→ INSTRUÇÕES DE TRABALHO:
[1] Liste os políticos citados pelo nome no texto sobre o PSB.
[2] Prolongue o texto sobre o PSB a partir da última frase, mantendo o mesmo tom.

→ TRECHO SELECIONADO:
———
Na Alemanha os partidos sociais democratas abriram o caminho
para Hitler, e pagaram muito caro por isso. O PSB com sua guinada a direita,
apoiando um candidato que até ontem tinha um programa antagônico ao seu
(maioridade aos 16 anos, Independência do Banco Central, privatizações, recessão e cortes no orçamento para politicas
socias e etc..), acaba fazendo uma ponte para que a direita neoliberal volte a
governar o Brasil, e desequilibre o processo latino americano.
Abaixo o texto de Uraniano Mota que detalha essa guinada do
PSB.
A memória de Arraes e o PSB, por Urariano Mota
Para a nova face do PSB, que ainda mantém o nome de Partido
Socialista Brasileiro, foi decisivo o papel da direção partidária de
Pernambuco. Nesta nova face, que alguns já chamam de novo fascio, têm
lugares decisivos o avô Miguel Arraes e o neto Eduardo Campos. Mas como
opostos e ruptura em um processo de morte, enterro e transformação.
Façamos um brevíssimo recuo.
Em 13 de agosto de 2005, escrevi que os obituários, sempre tão
generosos no olho e olfato de abutres, pois sempre esvoaçam e rondam a
agonia dos grandes homens, daquela vez haviam falhado no alcance e na
mira. Sempre tão bons no faro e argúcia, daquela vez os obituários
haviam errado o cadáver do brasileiro Miguel Arraes. No entanto hoje, no
mais recente outubro de 2014, que continua o trágico 13 de agosto deste
ano, o cadáver é outro. Ou melhor, Eduardo Campos ainda não é um
cadáver, como foi o socialista e avô em 2005. Hoje, Eduardo Campos se
tornou um fantasma, que ronda o Brasil a partir de Pernambuco.
A mudança no perfil do PSB foi de tal forma, que não devemos falar em
diferenças. Talvez devêssemos falar na decomposição de um nobre que
gerou um vampiro. Quando era presidente nacional do PSB, Miguel Arraes
alertava que as eleições não deviam contaminar o partido. Mas o que
Arraes dizia, os valores pelos quais o pensador de esquerda Miguel
Arraes lutava têm agora a moldura de marketing. As ideias de Arraes não
mais lutam, hoje apenas enlutam. Em lugar da luta, o luto, das suas
ideias. Para o luto de Eduardo Campos.
———
→ AMOSTRAS DE DADOS:
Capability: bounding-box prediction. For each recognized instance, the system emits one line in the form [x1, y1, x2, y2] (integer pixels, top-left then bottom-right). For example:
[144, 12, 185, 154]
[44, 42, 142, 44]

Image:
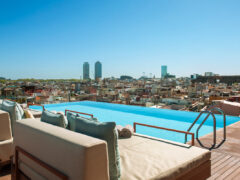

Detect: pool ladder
[185, 107, 226, 150]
———
→ RESPOSTAS POR TAREFA:
[1] Hitler, Miguel Arraes, Eduardo Campos

[2]
Desde o velório, diante do seu corpo, os sinais de esgotamento do PSB
pulavam entre os vivos. De fato, no contexto armado do show mortuário
em frente ao palácio do governo de Pernambuco, cujo mote era uma
tragédia, entre os telões com os atores políticos e pessoas com
bandeiras eleitorais do PSB e de Marina Silva, a ressurreição falava
mais perto à terra. Porque o significado era mais simples e baixo, nas
condições do show eleitoral criado em torno da missa: a ressurreição era
para Marina Silva e a inclinação à direita.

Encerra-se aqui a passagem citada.